I think the homosexual terror discussed by the wikipedia article is a real barrier between men, but I’m not sure if it explains the recent downtick in friendship, especially if the survey recorded equal alienation among women. The first explanation that occurred to me was people becoming less and less tethered geographically; you invest in friendships, but everyone separates after high-school, after college, after they change jobs, etc…but again, this is probably just color from my own recent experience.
How can we best look for a solution, above and beyond, the excellent personal steps you suggest? Can’t the internet be a tool for communication and connection? I certainly couldn’t have met the friends with whom I currently play without it, or coordinate our schedules, or discover the various thoughts that challenge and (occasionally
improve our play.
PS:I had never thought of the Geek Social Fallacies as being used as the justification for burning bridges! That’s terrible! Was that what they were for, originally? I admit I took them in the exact opposite spirit: the worst sin is to not talk to your friends about the normal problems that you encounter, and the second worse is cultivating a small number of shallow relationships.
I broadly agree, except where you assert that game rules have shifted to match. Every “classic” game I read seems to drip with socially-backwards hazing rituals and dominance games (to say nothing of endless bean-counting, and lets not forget racism and misogyny). I think it’s fine that you’re applying your values (I also don’t like cultivating a large number of shallow relationships), but you may also be applying your perception of a real problem (or two) of design more broadly than it actually obtends.
Maybe. I think there’s a great lack of empathy in the scene right now, and many designs seem to assume no responsibility to be empathetic.

## Source information

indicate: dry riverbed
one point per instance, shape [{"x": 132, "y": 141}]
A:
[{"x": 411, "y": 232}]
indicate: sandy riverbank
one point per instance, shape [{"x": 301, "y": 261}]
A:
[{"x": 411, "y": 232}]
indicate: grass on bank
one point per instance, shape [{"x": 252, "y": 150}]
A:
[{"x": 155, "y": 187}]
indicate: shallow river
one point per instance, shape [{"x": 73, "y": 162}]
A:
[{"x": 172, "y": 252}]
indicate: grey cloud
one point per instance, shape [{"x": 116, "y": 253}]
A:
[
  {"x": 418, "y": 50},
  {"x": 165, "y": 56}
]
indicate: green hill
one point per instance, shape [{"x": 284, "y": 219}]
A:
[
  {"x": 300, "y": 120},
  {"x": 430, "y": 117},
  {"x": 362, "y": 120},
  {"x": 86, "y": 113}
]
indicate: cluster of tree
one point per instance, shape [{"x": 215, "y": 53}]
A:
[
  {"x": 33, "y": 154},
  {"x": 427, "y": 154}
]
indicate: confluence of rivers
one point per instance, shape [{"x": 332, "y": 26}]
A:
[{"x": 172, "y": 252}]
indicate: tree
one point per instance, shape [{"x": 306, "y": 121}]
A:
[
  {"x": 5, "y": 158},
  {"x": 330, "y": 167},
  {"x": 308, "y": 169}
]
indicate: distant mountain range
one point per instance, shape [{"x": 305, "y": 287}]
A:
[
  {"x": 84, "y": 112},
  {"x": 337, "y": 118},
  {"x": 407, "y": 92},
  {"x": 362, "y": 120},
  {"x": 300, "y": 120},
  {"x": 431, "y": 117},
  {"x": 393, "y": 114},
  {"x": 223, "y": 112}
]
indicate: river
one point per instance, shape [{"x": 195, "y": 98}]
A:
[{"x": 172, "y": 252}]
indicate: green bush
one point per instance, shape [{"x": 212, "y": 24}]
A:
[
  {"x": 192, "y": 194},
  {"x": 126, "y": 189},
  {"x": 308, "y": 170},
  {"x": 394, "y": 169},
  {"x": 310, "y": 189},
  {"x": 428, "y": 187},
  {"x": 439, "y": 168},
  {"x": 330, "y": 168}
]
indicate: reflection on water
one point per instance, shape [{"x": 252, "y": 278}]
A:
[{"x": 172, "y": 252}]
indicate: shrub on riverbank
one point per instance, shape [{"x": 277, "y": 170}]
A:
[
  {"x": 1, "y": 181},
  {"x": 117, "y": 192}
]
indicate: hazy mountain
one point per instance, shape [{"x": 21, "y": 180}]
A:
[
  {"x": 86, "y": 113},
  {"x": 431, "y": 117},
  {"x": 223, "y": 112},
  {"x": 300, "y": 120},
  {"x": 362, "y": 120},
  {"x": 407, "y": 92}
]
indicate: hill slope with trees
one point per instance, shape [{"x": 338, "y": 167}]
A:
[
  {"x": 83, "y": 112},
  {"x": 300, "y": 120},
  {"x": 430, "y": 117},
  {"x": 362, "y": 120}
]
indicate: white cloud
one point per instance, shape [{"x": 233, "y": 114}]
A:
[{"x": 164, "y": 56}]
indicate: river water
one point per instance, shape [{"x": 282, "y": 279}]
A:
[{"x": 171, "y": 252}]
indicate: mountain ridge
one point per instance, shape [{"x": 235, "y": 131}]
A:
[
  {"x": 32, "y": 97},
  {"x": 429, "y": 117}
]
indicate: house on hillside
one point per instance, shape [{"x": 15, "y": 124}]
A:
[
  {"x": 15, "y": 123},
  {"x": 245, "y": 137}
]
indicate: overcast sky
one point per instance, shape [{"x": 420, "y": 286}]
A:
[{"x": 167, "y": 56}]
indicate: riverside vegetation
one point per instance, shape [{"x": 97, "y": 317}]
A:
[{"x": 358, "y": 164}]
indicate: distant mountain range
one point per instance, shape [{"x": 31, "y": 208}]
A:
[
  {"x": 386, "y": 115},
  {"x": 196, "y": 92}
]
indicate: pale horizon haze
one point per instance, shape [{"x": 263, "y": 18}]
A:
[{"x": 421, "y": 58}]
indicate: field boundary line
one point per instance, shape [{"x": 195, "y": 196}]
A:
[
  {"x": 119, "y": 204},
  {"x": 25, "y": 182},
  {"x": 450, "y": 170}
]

## How to complete this task
Carry on the comment thread about friendship and game design from the point where it stops.

## Your response
I think “hazing” is real in RPG culture, but not necessarily in texts, which were designed by scenes who’d finished the actual hazing. You’re absolutely right that friendship doesn’t eliminate pervasive social problems — but you will *never* solve those problems without it. Why should somebody care about sexism in RPGs (for example) when they don’t really give a shit about the ppeople they play with at all except as instruments for self-gratification?
I disagree with you. Straight out, my experiences directly contradict your theories. I got my gaming group back together – over Maptools and Skype, admittedly, but hey, we live continents apart now.
I take the time to organize, prep and run a game, and I do it despite the fact that I have a new baby and a number of close friends, who take up a portion of my time. I do it because the gaming group is made up of my close friends, friends that I cultivated over years of mostly gaming.
If there is a decline in friendship, it’s because we choose it – by being too lazy or self-absorbed to do the work that ongoing friendships require. But gaming has always, in my experience, been a place where friends are made and kept, far more so than almost any other activity, barring competitive sports.
As I said above, talking about social trends means painting with a broad brush. But I strongly feel it’s not just about keeping the friends you made during formative periods, but making new friends. Social erosion happens for reasons that are nobody’s fault, but keeping up a certain level of socialization by meeting new people seems to be part of the problem.